── Provided data ──

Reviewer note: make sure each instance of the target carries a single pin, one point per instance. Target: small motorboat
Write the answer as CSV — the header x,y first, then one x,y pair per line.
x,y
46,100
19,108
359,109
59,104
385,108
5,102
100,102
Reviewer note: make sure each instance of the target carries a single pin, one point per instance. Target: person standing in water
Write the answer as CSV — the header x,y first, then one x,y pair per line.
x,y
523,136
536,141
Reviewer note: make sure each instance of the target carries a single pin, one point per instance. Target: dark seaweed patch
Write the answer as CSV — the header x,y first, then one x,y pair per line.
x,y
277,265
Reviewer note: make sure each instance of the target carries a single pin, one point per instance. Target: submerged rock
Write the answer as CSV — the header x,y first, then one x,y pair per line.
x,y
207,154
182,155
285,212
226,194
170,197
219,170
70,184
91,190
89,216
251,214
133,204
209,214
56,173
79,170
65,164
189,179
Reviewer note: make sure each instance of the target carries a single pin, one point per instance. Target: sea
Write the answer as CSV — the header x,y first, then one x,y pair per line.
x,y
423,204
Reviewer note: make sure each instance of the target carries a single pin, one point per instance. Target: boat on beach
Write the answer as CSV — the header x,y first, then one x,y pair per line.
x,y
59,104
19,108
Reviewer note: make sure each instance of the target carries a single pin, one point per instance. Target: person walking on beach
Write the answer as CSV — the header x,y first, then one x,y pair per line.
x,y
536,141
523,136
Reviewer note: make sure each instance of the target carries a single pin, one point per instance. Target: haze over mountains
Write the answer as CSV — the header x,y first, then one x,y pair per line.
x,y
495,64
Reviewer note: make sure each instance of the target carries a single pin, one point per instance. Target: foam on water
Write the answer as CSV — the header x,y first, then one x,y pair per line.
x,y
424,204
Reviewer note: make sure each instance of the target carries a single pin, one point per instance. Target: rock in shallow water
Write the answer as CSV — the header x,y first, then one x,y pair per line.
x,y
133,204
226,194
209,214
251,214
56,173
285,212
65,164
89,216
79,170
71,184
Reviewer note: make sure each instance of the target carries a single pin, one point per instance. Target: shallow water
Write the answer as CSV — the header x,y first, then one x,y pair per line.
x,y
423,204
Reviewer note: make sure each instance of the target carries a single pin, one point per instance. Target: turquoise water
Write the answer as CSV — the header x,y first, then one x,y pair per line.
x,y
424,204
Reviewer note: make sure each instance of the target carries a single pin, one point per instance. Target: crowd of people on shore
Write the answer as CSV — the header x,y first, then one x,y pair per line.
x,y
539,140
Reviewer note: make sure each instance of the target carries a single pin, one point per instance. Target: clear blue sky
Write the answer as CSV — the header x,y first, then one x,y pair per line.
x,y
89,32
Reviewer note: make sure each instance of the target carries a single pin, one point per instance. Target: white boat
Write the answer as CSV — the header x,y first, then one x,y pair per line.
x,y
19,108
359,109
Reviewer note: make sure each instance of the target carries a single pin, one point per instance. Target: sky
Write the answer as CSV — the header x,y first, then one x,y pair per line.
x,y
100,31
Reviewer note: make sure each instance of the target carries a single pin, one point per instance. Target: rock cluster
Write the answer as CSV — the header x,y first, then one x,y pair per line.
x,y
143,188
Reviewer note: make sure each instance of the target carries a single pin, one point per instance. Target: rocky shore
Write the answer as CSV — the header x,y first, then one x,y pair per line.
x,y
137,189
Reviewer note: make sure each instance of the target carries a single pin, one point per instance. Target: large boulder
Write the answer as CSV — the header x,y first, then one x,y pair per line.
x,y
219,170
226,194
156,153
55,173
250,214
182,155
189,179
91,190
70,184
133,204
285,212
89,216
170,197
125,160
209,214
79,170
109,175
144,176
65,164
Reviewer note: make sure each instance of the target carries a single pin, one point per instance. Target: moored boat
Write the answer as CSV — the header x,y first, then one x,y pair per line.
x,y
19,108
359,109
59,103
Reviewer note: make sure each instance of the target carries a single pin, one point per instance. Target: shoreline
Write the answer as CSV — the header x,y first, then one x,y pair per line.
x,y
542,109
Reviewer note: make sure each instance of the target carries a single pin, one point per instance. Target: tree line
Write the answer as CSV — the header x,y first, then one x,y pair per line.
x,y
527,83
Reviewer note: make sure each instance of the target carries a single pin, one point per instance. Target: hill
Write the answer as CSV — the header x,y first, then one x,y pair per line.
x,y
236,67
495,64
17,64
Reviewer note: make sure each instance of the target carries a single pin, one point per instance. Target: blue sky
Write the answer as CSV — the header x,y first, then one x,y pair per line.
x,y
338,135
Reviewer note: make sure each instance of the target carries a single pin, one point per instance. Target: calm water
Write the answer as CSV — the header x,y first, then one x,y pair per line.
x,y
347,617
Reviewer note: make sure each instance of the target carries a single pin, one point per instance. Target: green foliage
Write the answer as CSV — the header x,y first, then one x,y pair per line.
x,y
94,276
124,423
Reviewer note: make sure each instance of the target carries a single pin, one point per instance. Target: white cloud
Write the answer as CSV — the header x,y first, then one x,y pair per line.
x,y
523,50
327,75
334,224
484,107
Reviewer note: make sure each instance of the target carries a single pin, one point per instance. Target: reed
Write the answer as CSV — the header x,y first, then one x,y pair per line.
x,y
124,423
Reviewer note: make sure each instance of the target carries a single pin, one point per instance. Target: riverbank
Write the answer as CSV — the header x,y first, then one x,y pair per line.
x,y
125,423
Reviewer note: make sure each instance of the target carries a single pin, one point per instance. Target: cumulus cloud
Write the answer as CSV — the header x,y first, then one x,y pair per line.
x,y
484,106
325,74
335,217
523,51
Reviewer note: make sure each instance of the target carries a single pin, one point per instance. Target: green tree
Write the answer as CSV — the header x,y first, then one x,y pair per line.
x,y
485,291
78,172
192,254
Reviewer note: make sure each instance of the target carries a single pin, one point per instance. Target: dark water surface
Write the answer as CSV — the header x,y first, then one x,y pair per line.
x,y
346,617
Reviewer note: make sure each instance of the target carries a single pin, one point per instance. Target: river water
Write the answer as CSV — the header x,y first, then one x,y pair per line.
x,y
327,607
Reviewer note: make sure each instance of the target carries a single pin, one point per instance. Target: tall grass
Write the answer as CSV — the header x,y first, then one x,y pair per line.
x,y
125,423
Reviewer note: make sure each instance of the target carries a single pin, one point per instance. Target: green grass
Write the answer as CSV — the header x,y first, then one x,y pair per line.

───

What is being asked :: In the answer, every line above should be retyped exactly.

Solution to this task ::
Reviewer note: make sure each instance of the target carries a single pin, one point per instance. Target: small motorboat
Write the answer as CSV — the header x,y first, then one x,y pair per line.
x,y
46,100
19,108
359,109
59,104
385,108
5,102
100,102
Reviewer note: make sure each instance of the target carries a single pin, one point per instance. Target: person standing in water
Write the answer as CSV — the header x,y first, then one x,y pair per line.
x,y
523,136
536,141
Reviewer note: make sure each instance of the target carries a single pin, one point per instance. Target: dark seaweed patch
Write the answer as CSV — the header x,y first, then one x,y pair per line.
x,y
277,265
Reviewer note: make sure each instance of the target carries a single pin, one point per instance. Target: submerged rock
Write the answer as CSV — the header x,y first, then one x,y pair per line.
x,y
207,154
182,155
285,212
226,194
170,197
219,170
70,184
91,190
89,216
251,214
133,204
209,214
56,173
79,170
65,164
189,179
Reviewer note: make sure each instance of the target carries a single pin, one point per instance. Target: sea
Write the answer as CSV — the header x,y first, then one x,y pair per line.
x,y
423,204
Reviewer note: make sure each instance of the target carries a single pin, one point per instance. Target: boat on beach
Write the answer as CSV — the header x,y first, then one x,y pair per line.
x,y
59,104
19,108
Reviewer note: make sure each instance of the target carries a single pin, one point per instance. Target: person walking on beach
Write the answer as CSV — the header x,y first, then one x,y pair per line.
x,y
536,141
523,136
Reviewer note: make sure each instance of the target carries a single pin, one point per instance. Target: haze over mountains
Write the answer as CSV — the header x,y first, then one x,y pair per line.
x,y
495,64
Reviewer note: make sure each instance of the target carries a single pin, one point per instance. Target: foam on water
Write the answer as CSV — the header x,y first, then one x,y pair per line.
x,y
424,204
Reviewer note: make sure each instance of the target carries a single pin, one point per instance. Target: rock in shallow water
Write the answer as CSV — the header x,y first, then one x,y pair per line.
x,y
133,204
226,194
209,214
251,214
56,173
285,212
65,164
89,216
79,170
71,184
Reviewer note: make sure each instance of the target carries a single pin, one point per instance. Target: shallow water
Write the answer as CSV — the header x,y first, then one x,y pair per line.
x,y
423,204
Reviewer note: make sure each instance of the target carries a single pin, one point per instance. Target: turquoise water
Write the answer as CSV — the header x,y first, then one x,y pair per line.
x,y
424,204
Reviewer note: make sure each instance of the target carries a single pin, one point per instance. Target: crowd of people on shore
Write the answer as CSV — the header x,y first, then one x,y pair per line.
x,y
539,140
Reviewer note: make sure each instance of the target carries a single pin, one point per instance. Target: clear blue sky
Write the answer as CSV — the header x,y first, then one x,y pair per line.
x,y
89,32
Reviewer note: make sure each instance of the target carries a single pin, one point per instance. Target: white boat
Write the answer as CSV — the header x,y first, then one x,y pair per line.
x,y
19,108
359,109
Reviewer note: make sure each instance of the target carries a single pin, one point per instance. Target: sky
Write the answer as CSV — the header x,y first, then one x,y pair per line.
x,y
100,31
Reviewer note: make sure each instance of the target carries a single pin, one point per instance. Target: rock cluster
Write the answer as CSV — the header x,y first, then one x,y pair per line.
x,y
143,188
Reviewer note: make sure each instance of the target carries a single pin, one point per instance. Target: rocky shore
Write the answer as CSV — the header x,y first, then one x,y pair per line.
x,y
137,189
Reviewer note: make sure each instance of the target carries a single pin, one point per instance. Target: large boulder
Write the answer as CSV — the header x,y first, then one x,y pair per line.
x,y
219,170
226,194
156,153
55,173
250,214
182,155
189,179
91,190
70,184
133,204
285,212
89,216
170,197
125,160
209,214
79,170
109,175
144,176
65,164
Reviewer note: make sure each instance of the target carries a single pin, one point per instance. Target: moored boat
Write the answer as CSV — the header x,y first, then one x,y pair per line.
x,y
19,108
359,109
59,103
Reviewer note: make sure each instance of the target carries a single pin, one point per instance. Target: shoreline
Write the answer as CSV — the header x,y first, then one x,y pair per line.
x,y
542,109
Reviewer note: make sure each instance of the target carries a single pin, one point per instance. Target: tree line
Write the answer as CSV — the header x,y first, then one x,y pair per line.
x,y
527,83
Reviewer note: make sure each instance of the target carries a single pin, one point per instance. Target: hill
Write the answer as CSV — the header x,y first, then one x,y pair per line.
x,y
236,67
495,64
17,64
Reviewer note: make sure each instance of the target carries a single pin, one point per instance. Target: blue sky
Write the answer as CSV — the header x,y first, then one x,y pair per line.
x,y
338,135
Reviewer note: make sure each instance of the target carries a single pin, one point per instance. Target: calm water
Write the answer as CSV — the header x,y first, then one x,y pair per line.
x,y
347,617
Reviewer note: make sure each instance of the target carries a single pin, one point per instance. Target: green foliage
Write the answer as CSV — the header x,y first, then one x,y pair per line.
x,y
94,276
124,423
Reviewer note: make sure each instance of the target carries a single pin, one point per instance. Target: white cloud
Write the answer as CSV — the header x,y first, then one x,y pair per line.
x,y
523,50
327,75
334,224
484,107
Reviewer note: make sure each instance of the target carries a single pin, one point per instance. Target: reed
Write the answer as CSV — the header x,y first, then one x,y pair per line.
x,y
124,423
Reviewer note: make sure each instance of the target carries a single pin, one point per instance. Target: riverbank
Write the answer as CSV — the header x,y first, then one x,y pair per line.
x,y
125,423
Reviewer note: make sure each instance of the target carries a single pin, one point per instance. Target: cumulus cloud
Write the answer as CSV — the header x,y first, then one x,y pair per line.
x,y
484,106
325,74
335,217
523,51
Reviewer note: make sure each instance of the target carries a single pin, one point per instance. Target: green tree
Write the answer as CSV — the header x,y first, then one x,y pair per line.
x,y
485,291
78,172
192,254
Reviewer note: make sure each instance of the target carries a single pin, one point per instance. Target: dark water surface
Write the answer as CSV — the header x,y first, then one x,y pair per line.
x,y
346,617
Reviewer note: make sure each instance of the target carries a single pin, one point per instance. Target: river water
Write the answer as CSV — the header x,y first, then one x,y pair per line.
x,y
327,607
Reviewer note: make sure each instance of the target carries a single pin, one point per instance. Target: tall grass
Write the answer as CSV — the header x,y first, then one x,y pair per line.
x,y
125,423
Reviewer note: make sure each instance of the target carries a single pin, one point per instance. Target: green grass
Write the answer as CSV — the header x,y first, then one x,y pair per line.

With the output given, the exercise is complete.